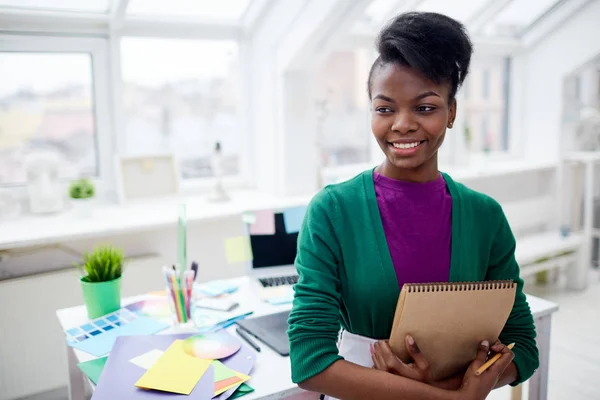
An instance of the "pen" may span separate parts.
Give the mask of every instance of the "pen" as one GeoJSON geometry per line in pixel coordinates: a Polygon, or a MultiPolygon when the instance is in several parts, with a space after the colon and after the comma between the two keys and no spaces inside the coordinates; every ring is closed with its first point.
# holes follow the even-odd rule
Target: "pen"
{"type": "MultiPolygon", "coordinates": [[[[512,350],[513,347],[515,347],[514,343],[509,344],[508,346],[509,350],[512,350]]],[[[494,357],[490,358],[489,360],[487,360],[487,362],[485,364],[483,364],[481,367],[479,367],[479,369],[477,371],[475,371],[475,375],[481,375],[486,369],[488,369],[493,363],[495,363],[496,361],[498,361],[498,359],[500,358],[502,354],[498,353],[496,354],[494,357]]]]}
{"type": "Polygon", "coordinates": [[[240,328],[236,328],[235,331],[248,343],[252,348],[256,351],[260,351],[260,347],[254,342],[254,340],[250,339],[250,336],[240,328]]]}
{"type": "Polygon", "coordinates": [[[194,271],[194,280],[196,280],[196,275],[198,275],[198,263],[196,261],[192,262],[192,271],[194,271]]]}
{"type": "Polygon", "coordinates": [[[217,330],[229,328],[231,325],[235,324],[236,322],[238,322],[241,319],[246,318],[248,315],[251,315],[252,313],[253,313],[253,311],[250,311],[250,312],[247,312],[245,314],[238,315],[237,317],[229,318],[226,321],[220,322],[217,325],[215,325],[213,331],[217,331],[217,330]]]}

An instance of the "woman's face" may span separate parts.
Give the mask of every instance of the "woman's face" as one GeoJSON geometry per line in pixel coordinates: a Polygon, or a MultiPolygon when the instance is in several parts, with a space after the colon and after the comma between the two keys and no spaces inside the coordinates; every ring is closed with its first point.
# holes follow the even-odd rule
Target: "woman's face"
{"type": "Polygon", "coordinates": [[[436,84],[402,65],[385,64],[374,71],[371,129],[387,157],[387,175],[412,170],[424,179],[437,177],[437,151],[456,116],[449,90],[448,83],[436,84]]]}

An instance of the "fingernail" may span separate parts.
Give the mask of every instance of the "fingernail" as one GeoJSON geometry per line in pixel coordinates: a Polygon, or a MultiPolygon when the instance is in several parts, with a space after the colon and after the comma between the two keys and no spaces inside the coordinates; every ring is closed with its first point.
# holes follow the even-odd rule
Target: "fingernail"
{"type": "Polygon", "coordinates": [[[490,342],[488,342],[487,340],[484,340],[483,342],[481,342],[481,346],[485,347],[487,349],[488,347],[490,347],[490,342]]]}
{"type": "Polygon", "coordinates": [[[371,355],[375,354],[375,348],[373,347],[373,343],[369,343],[369,349],[371,350],[371,355]]]}
{"type": "Polygon", "coordinates": [[[413,337],[410,335],[408,336],[408,344],[410,344],[411,346],[415,345],[415,339],[413,339],[413,337]]]}

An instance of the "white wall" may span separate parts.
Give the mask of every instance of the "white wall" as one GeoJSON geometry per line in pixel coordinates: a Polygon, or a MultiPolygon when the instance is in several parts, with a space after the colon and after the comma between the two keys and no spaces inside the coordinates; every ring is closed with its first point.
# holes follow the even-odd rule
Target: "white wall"
{"type": "Polygon", "coordinates": [[[563,79],[600,54],[599,37],[600,1],[590,1],[515,57],[511,129],[525,156],[558,159],[563,79]]]}
{"type": "MultiPolygon", "coordinates": [[[[202,281],[239,276],[244,272],[244,264],[228,264],[225,256],[225,239],[243,233],[239,216],[212,219],[188,224],[188,261],[198,262],[202,281]]],[[[64,243],[78,252],[92,250],[96,244],[110,243],[120,246],[127,256],[159,254],[161,263],[177,262],[177,231],[175,225],[169,228],[137,234],[121,234],[94,240],[74,240],[64,243]]],[[[5,258],[0,262],[0,277],[29,275],[35,272],[64,268],[72,265],[76,258],[58,249],[44,250],[22,256],[5,258]]],[[[158,264],[149,275],[161,275],[162,265],[158,264]]],[[[132,279],[134,279],[132,277],[132,279]]],[[[145,279],[135,277],[135,279],[145,279]]],[[[150,277],[151,282],[156,282],[150,277]]],[[[161,289],[161,288],[154,288],[161,289]]]]}

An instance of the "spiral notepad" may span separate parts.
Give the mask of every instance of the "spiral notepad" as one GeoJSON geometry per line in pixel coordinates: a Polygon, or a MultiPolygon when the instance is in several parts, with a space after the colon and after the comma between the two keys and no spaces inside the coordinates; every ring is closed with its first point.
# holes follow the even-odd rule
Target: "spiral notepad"
{"type": "Polygon", "coordinates": [[[493,344],[512,310],[512,281],[405,284],[400,292],[390,346],[404,362],[410,334],[429,361],[431,376],[444,379],[464,370],[482,340],[493,344]]]}

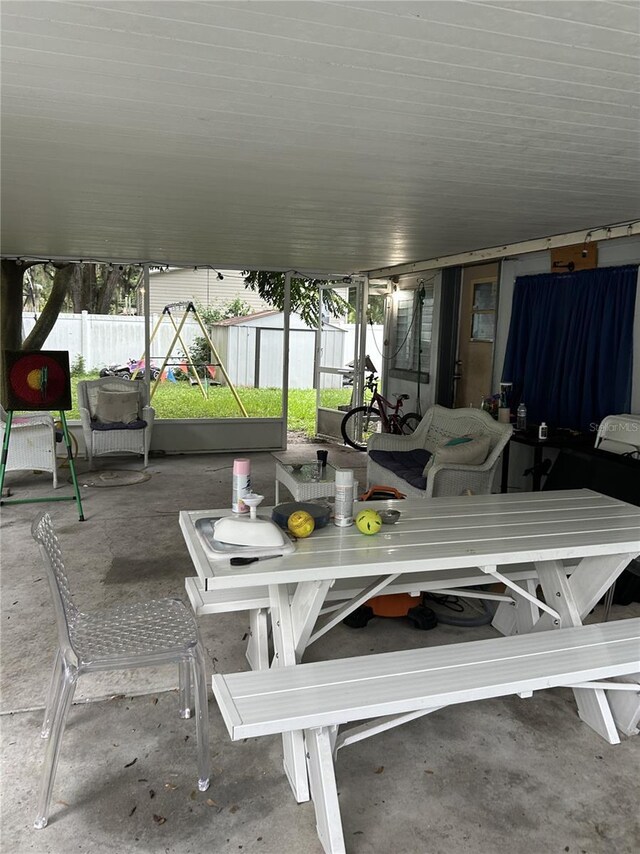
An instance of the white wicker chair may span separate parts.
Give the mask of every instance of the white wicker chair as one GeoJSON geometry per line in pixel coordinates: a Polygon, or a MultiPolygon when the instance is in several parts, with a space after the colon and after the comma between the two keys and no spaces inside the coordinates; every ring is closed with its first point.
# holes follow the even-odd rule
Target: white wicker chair
{"type": "Polygon", "coordinates": [[[640,459],[640,415],[607,415],[598,427],[595,447],[640,459]]]}
{"type": "MultiPolygon", "coordinates": [[[[0,406],[0,443],[4,442],[7,413],[0,406]]],[[[50,471],[58,487],[56,429],[48,412],[14,415],[11,422],[6,471],[50,471]]]]}
{"type": "Polygon", "coordinates": [[[93,467],[93,458],[105,454],[142,454],[144,464],[149,461],[151,432],[155,418],[152,406],[145,405],[145,387],[139,380],[123,380],[119,377],[101,377],[97,380],[83,380],[78,383],[78,407],[82,421],[82,434],[85,443],[85,458],[89,459],[89,467],[93,467]],[[131,391],[138,393],[138,411],[140,417],[147,422],[146,427],[137,430],[94,430],[92,419],[96,416],[98,392],[131,391]]]}
{"type": "Polygon", "coordinates": [[[445,463],[434,465],[429,470],[426,488],[417,489],[406,480],[395,475],[389,469],[375,463],[371,457],[367,461],[367,482],[369,486],[381,484],[394,486],[406,495],[420,498],[432,498],[439,495],[460,495],[470,489],[476,495],[491,492],[500,456],[511,438],[513,427],[495,421],[480,409],[447,409],[444,406],[432,406],[411,436],[395,436],[390,433],[376,433],[367,444],[367,451],[414,451],[425,448],[432,453],[438,445],[456,436],[487,435],[490,439],[489,455],[478,466],[445,463]]]}
{"type": "MultiPolygon", "coordinates": [[[[622,415],[607,415],[600,422],[596,436],[595,447],[609,454],[620,454],[633,459],[640,459],[640,415],[630,413],[622,415]]],[[[626,572],[640,575],[637,562],[631,561],[626,572]]],[[[611,616],[611,607],[617,582],[614,582],[604,597],[603,622],[611,616]]]]}

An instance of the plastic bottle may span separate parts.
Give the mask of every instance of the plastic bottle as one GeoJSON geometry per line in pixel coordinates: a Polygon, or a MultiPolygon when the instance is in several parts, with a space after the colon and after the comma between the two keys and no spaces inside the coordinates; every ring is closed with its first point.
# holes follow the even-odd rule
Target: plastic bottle
{"type": "Polygon", "coordinates": [[[524,401],[518,406],[518,412],[516,414],[516,430],[526,430],[527,429],[527,407],[524,404],[524,401]]]}
{"type": "Polygon", "coordinates": [[[547,430],[547,425],[543,421],[542,424],[538,427],[538,439],[542,441],[543,439],[546,439],[548,435],[549,432],[547,430]]]}
{"type": "Polygon", "coordinates": [[[336,503],[333,522],[338,528],[353,525],[354,480],[351,469],[336,471],[336,503]]]}
{"type": "Polygon", "coordinates": [[[251,492],[251,461],[233,461],[233,491],[231,497],[231,509],[234,513],[248,513],[249,508],[242,500],[251,492]]]}

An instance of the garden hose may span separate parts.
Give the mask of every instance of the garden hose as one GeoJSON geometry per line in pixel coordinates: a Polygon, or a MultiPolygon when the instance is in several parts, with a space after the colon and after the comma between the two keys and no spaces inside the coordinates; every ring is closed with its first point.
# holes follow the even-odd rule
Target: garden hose
{"type": "MultiPolygon", "coordinates": [[[[61,432],[62,432],[62,429],[63,429],[63,428],[62,428],[62,421],[54,421],[54,422],[53,422],[53,426],[54,426],[54,427],[55,427],[55,429],[56,429],[56,433],[61,433],[61,432]]],[[[63,438],[64,438],[64,437],[63,437],[63,438]]],[[[75,460],[75,459],[76,459],[76,457],[78,456],[78,440],[77,440],[77,439],[76,439],[76,437],[73,435],[73,433],[71,432],[71,430],[69,430],[69,439],[71,440],[71,456],[72,456],[72,457],[73,457],[73,459],[75,460]]],[[[57,436],[56,436],[56,442],[57,442],[57,441],[58,441],[58,438],[57,438],[57,436]]],[[[62,467],[62,466],[68,466],[68,465],[69,465],[69,457],[68,457],[68,456],[66,456],[66,455],[65,455],[64,457],[61,457],[60,459],[62,460],[62,462],[60,463],[60,466],[61,466],[61,467],[62,467]]]]}
{"type": "MultiPolygon", "coordinates": [[[[451,598],[449,596],[438,596],[437,594],[427,593],[424,598],[430,599],[431,602],[436,605],[444,605],[449,608],[449,610],[452,610],[451,606],[446,603],[446,600],[451,598]]],[[[480,599],[479,601],[482,605],[482,610],[484,611],[484,614],[481,614],[479,617],[453,617],[448,614],[443,614],[442,609],[439,609],[435,612],[438,617],[438,622],[442,623],[444,626],[460,626],[462,628],[474,628],[475,626],[488,625],[491,620],[493,620],[494,610],[485,599],[480,599]]],[[[462,607],[460,607],[460,610],[462,610],[462,607]]]]}

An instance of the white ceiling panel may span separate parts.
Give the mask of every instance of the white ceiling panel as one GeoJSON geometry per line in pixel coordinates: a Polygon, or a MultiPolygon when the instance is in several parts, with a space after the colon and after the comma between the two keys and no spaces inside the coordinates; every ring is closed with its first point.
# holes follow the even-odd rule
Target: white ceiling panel
{"type": "Polygon", "coordinates": [[[2,252],[355,271],[636,218],[638,9],[4,0],[2,252]]]}

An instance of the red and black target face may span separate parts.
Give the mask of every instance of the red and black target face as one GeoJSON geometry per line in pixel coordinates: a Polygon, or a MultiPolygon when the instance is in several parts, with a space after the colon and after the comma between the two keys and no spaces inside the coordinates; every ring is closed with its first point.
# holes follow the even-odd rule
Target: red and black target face
{"type": "Polygon", "coordinates": [[[5,350],[5,409],[71,409],[69,354],[58,350],[5,350]]]}

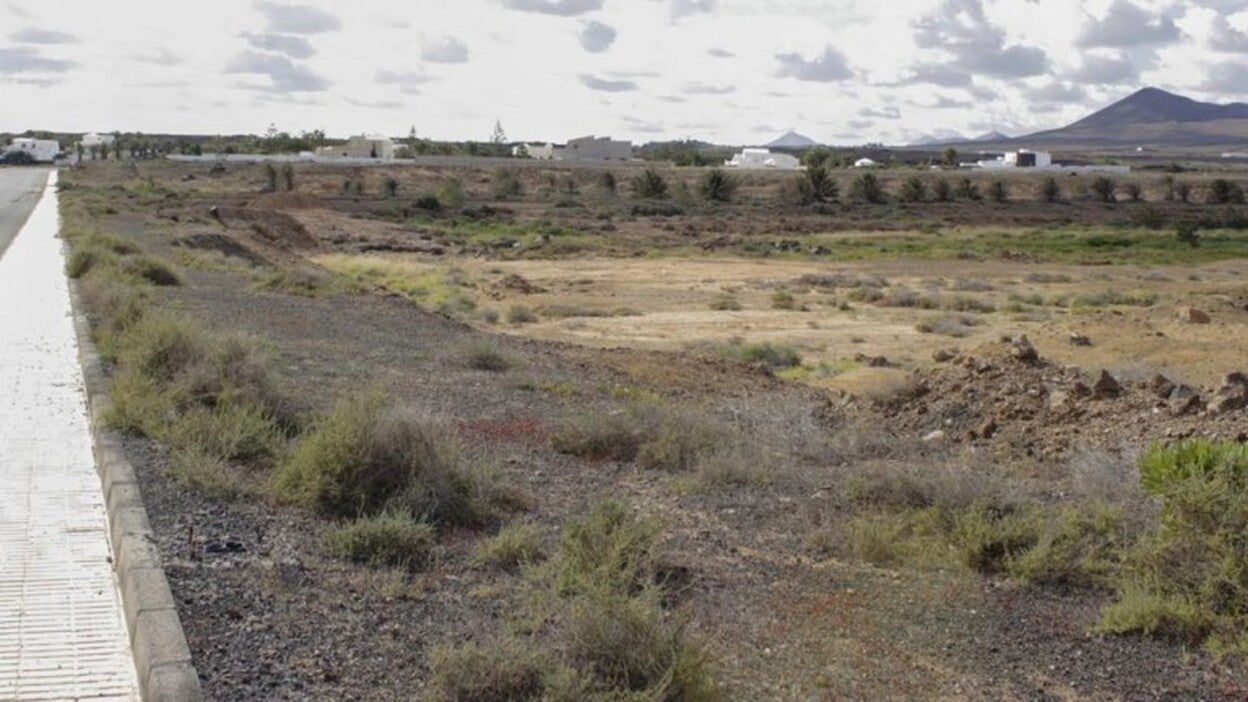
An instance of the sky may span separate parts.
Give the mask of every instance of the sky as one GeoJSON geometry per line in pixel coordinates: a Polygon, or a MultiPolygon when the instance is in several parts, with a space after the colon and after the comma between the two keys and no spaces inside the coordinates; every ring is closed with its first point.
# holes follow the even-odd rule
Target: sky
{"type": "Polygon", "coordinates": [[[0,130],[1018,135],[1248,100],[1248,0],[0,0],[0,130]]]}

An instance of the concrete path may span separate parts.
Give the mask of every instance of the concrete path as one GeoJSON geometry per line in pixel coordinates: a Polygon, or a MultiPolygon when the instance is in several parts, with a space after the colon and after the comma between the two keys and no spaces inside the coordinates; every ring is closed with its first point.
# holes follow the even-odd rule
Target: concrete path
{"type": "Polygon", "coordinates": [[[55,183],[0,169],[0,700],[137,700],[55,183]]]}

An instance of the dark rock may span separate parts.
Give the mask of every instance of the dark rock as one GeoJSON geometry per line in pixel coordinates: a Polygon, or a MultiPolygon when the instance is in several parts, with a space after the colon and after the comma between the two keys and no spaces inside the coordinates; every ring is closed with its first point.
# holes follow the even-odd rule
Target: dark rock
{"type": "Polygon", "coordinates": [[[1092,339],[1087,334],[1071,334],[1070,343],[1072,346],[1091,346],[1092,339]]]}
{"type": "Polygon", "coordinates": [[[1040,360],[1040,354],[1036,353],[1036,348],[1031,345],[1026,335],[1010,342],[1010,355],[1023,363],[1036,363],[1040,360]]]}
{"type": "Polygon", "coordinates": [[[1100,400],[1107,397],[1117,397],[1122,394],[1122,385],[1109,371],[1101,371],[1101,376],[1096,379],[1096,383],[1092,385],[1092,397],[1100,400]]]}
{"type": "Polygon", "coordinates": [[[1174,392],[1174,383],[1164,375],[1158,373],[1154,375],[1152,380],[1148,381],[1148,387],[1157,397],[1165,400],[1170,397],[1170,393],[1174,392]]]}

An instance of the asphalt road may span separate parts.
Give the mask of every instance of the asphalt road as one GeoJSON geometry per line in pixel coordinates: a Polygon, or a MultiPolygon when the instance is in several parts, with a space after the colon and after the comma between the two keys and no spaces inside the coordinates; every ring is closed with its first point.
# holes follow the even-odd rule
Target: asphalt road
{"type": "Polygon", "coordinates": [[[47,182],[47,168],[0,168],[0,256],[21,231],[47,182]]]}

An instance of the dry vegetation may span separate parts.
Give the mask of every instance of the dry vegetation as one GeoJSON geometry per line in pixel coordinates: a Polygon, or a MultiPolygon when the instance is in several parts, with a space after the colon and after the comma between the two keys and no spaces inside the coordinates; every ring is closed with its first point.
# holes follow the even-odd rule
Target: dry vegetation
{"type": "Polygon", "coordinates": [[[218,696],[1242,697],[1233,189],[207,170],[62,207],[218,696]]]}

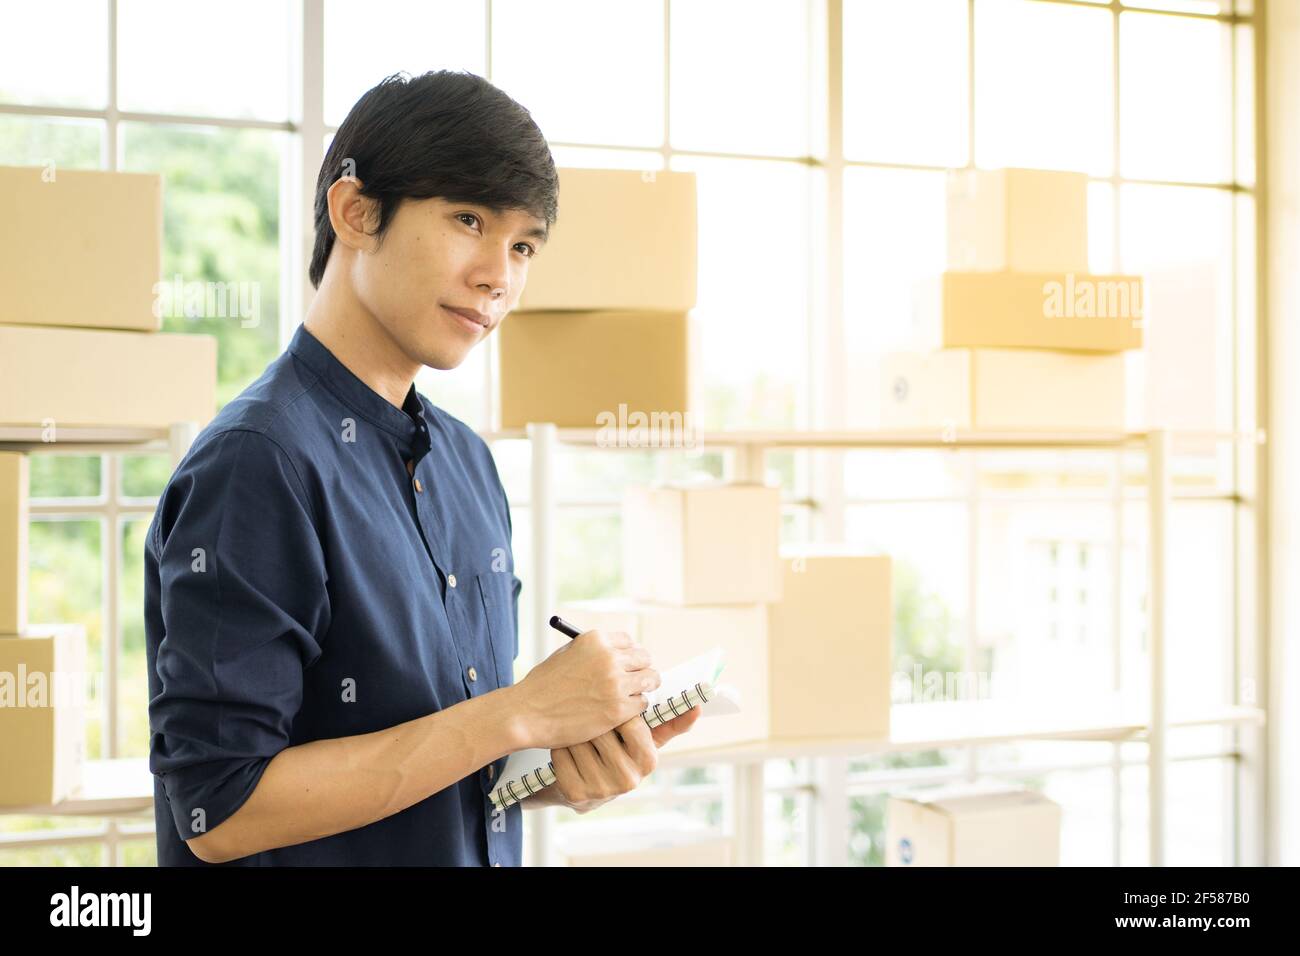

•••

*Work order*: Give again, word for word, only the lines from the one with "An instance of the dry" through the last line of the entries, both included; no pictures go in the copy.

*Answer to this exercise*:
An instance of the dry vegetation may span separate parts.
Give the mask of every instance of the dry vegetation as one GeoJSON geometry per line in pixel coordinates: a Polygon, or a MultiPolygon when the instance is in several parts, with a space after the colon and after the comma between the two keys and no spaces inside the coordinates; every ring is closed with its first point.
# holes follow the even-odd rule
Target: dry vegetation
{"type": "Polygon", "coordinates": [[[218,696],[1242,697],[1233,189],[207,170],[62,207],[218,696]]]}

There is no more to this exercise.